#### [Exercise instructions]
1. Return the passage from the forum thread about Dana Linn Bailey below, starting at "http://www.youtube.com/watch?v=VDETqs7aMEA" and ending at "working with you.".
2. Answer these questions using the forum thread about Dana Linn Bailey below:
(a) How many days out from the 2013 Olympia was she in the first video?
(b) Who does Seeker say is working with her?
(c) Whom did amore169 see her training with in a video?
3. Write what comes next in the forum thread about Dana Linn Bailey below, picking up after its final line.

# start of Document extract

# Dana Linn Bailey



## NbleSavage (Oct 9, 2013)

She is too gawd dayum cute...and motivating as hell.

Here she is three days out from the 2013 Olympia (link)

http://www.youtube.com/watch?v=VDETqs7aMEA

And here being interviewed after her epic win. Love the "Marriage Counseling" line


----------



## Seeker (Oct 10, 2013)

I've always liked her. Met her once at an expo and got a couple of cool pics with her and my kids.   she looked solid! She has made some serious gains this year. Not surprised when you have George Farah working with you.


----------



## jennerrator (Oct 10, 2013)

Love her!


----------



## NbleSavage (Oct 10, 2013)

She busts it HARD in the gym. Check out "Ham Day"

(and I must admit to needing a little 'quiet time' after seeing her do glute bridges...  )

Much respect.


----------



## amore169 (Oct 10, 2013)

I saw a video of Dana training with Jose Raymond and she's very strong, very motivational!


----------



## bronco (Oct 10, 2013)

Oh damn... She is hot


----------



## DJ21 (Oct 10, 2013)

Damn...tight, very tight. I approve


----------



## goodfella (Oct 10, 2013)

She seems annoying, imo. Like one of those chicks that wants to always hang with the dudes...


----------



## hulksmash (Oct 11, 2013)

# end of Document extract
# start of Record set

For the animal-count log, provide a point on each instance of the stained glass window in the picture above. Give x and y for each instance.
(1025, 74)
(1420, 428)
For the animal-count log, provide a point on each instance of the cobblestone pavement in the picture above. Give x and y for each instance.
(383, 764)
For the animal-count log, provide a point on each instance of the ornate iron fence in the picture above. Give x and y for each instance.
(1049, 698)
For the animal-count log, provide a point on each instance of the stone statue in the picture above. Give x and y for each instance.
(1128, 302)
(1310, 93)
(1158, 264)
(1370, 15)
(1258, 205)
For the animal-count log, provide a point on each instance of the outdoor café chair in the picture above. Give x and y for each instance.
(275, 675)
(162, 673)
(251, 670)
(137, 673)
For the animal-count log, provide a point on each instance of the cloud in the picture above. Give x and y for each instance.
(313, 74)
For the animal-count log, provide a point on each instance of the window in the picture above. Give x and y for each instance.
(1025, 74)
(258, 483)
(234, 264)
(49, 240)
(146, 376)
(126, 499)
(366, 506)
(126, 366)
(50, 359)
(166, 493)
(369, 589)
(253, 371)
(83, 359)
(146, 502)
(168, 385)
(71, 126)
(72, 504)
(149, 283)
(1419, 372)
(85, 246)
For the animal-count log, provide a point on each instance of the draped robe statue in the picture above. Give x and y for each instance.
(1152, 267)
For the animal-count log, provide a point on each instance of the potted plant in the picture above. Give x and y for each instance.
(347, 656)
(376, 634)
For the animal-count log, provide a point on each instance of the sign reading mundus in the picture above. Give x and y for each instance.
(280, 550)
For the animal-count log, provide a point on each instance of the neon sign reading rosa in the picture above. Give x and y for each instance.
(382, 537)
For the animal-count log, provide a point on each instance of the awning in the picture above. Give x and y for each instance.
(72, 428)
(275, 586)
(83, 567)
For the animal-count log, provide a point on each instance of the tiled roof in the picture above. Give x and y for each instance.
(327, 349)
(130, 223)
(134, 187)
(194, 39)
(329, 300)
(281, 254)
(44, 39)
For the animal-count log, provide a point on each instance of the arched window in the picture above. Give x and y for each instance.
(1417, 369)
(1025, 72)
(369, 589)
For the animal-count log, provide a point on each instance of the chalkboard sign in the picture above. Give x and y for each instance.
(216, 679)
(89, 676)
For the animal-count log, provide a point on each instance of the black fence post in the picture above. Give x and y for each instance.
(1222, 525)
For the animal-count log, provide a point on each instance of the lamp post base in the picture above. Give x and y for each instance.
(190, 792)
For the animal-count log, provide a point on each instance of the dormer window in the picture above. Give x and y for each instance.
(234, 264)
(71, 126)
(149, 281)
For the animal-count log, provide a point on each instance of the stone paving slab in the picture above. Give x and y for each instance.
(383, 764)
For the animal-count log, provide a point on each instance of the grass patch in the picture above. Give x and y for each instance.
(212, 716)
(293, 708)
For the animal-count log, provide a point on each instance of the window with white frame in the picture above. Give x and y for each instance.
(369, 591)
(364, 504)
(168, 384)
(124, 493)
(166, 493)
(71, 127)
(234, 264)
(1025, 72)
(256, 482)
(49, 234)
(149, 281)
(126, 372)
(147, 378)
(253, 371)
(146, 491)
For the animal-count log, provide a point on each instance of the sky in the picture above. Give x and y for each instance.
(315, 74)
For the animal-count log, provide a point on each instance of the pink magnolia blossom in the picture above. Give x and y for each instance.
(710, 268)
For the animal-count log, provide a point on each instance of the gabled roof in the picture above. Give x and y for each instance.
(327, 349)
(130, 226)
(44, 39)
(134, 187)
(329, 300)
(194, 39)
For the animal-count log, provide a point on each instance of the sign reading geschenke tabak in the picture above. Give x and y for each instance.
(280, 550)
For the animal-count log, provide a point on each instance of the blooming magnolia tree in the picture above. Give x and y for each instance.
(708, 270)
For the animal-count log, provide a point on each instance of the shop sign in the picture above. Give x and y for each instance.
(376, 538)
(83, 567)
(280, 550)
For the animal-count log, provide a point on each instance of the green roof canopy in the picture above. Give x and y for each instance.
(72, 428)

# end of Record set

#### [The results]
1.
http://www.youtube.com/watch?v=VDETqs7aMEA

And here being interviewed after her epic win. Love the "Marriage Counseling" line


----------



## Seeker (Oct 10, 2013)

I've always liked her. Met her once at an expo and got a couple of cool pics with her and my kids.   she looked solid! She has made some serious gains this year. Not surprised when you have George Farah working with you.

2.
(a) Three days
(b) George Farah
(c) Jose Raymond

3.
goodfella said:


> She seems annoying, imo. Like one of those chicks that wants to always hang with the dudes...



Hell yea, lol..so many "like" in her sentences

I got a big flame fest goin in a thread bout her at bb.com's Misc section after I asked about Anavar and she is she was all natty LOL

No tits, fake hair, round delts, manly looking...yea, all natty LOL

Good times

I just hate how she romanticizes bodybuilding (well like all bbers do lol) and how it's "like a lifestyle, ya know" 

[insert video with quotes about perserverance in front of breathless bbers lifting with opera/fight music] LOL


----------



## whitelml (Oct 11, 2013)

I want one.  But I cant help to think of the movie Kingpin when I see her hair.


----------



## SuperBane (Oct 11, 2013)

Yeah her training is great she puts in the work.... but she is over the top about being all "natty"
Not really supportive of those who fake something so obvious.

Wish we had a section here to discuss and blast those who pretend to be natty and whom are *OBVIOUSLY* not.


----------



## NbleSavage (Oct 11, 2013)

SuperBane said:


> Yeah her training is great she puts in the work.... but she is over the top about being all "natty"
> Not really supportive of those who fake something so obvious.
> 
> Wish we had a section here to discuss and blast those who pretend to be natty and whom are *OBVIOUSLY* not.



I think it's pretty obvious she's not natty as well. If she'd not claim otherwise, this of course bothers me not as she still works her ass off in  the gym and as we all know its not just the damned drugs that get the results.


----------



## Seeker (Oct 11, 2013)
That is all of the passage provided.